→ **Short task**
Convert the items from their first line through the line containing "[[279, 51], [983, 87]]" into a JSON list of strings, one string per line, omitting blank lines.

→ **Data provided**
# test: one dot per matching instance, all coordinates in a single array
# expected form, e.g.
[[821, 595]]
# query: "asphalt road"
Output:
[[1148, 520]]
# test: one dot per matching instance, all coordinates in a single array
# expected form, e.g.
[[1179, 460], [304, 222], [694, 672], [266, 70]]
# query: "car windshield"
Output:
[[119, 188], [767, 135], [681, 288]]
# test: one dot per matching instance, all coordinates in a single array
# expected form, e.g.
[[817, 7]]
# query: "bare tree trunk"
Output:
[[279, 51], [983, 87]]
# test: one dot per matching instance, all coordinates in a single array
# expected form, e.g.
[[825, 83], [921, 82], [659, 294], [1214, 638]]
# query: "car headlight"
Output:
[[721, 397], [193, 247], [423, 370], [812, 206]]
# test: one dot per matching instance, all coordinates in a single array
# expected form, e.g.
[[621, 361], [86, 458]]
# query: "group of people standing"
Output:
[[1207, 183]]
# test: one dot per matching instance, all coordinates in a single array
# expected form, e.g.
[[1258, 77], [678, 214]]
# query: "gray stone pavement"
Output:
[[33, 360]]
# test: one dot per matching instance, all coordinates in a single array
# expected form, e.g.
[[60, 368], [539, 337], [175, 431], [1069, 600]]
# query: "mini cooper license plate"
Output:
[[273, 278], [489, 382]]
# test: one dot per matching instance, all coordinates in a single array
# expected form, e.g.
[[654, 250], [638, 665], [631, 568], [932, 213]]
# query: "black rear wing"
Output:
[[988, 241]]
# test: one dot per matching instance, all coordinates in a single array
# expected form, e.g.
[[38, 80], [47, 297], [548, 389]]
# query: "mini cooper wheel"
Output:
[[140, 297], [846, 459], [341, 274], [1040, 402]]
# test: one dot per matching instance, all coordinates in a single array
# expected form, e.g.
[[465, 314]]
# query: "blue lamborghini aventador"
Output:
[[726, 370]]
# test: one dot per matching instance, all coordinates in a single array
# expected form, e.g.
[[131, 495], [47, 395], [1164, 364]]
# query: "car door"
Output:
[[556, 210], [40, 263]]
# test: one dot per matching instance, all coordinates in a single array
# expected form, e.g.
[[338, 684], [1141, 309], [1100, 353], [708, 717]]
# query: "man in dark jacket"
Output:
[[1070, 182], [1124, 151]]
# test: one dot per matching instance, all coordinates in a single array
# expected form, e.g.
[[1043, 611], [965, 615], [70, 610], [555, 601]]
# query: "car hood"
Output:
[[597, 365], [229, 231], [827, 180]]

→ **Task response**
[
  "# test: one dot per matching instance, all coordinates in a single array",
  "# expected form, e.g.",
  "[[821, 595]]",
  "# query: \"asphalt road\"",
  "Output:",
  "[[1148, 520]]",
  "# test: one dot per matching instance, all coordinates in a single array",
  "# expected form, e.g.",
  "[[1179, 460], [304, 222], [694, 672], [266, 70]]",
  "# query: \"car windshield\"",
  "Output:",
  "[[119, 188], [767, 135], [681, 288]]",
  "# test: one dot per matching instance, all coordinates in a single array",
  "# expected form, e.g.",
  "[[817, 7]]",
  "# query: \"bare tree trunk\"",
  "Output:",
  "[[279, 51], [983, 87]]"
]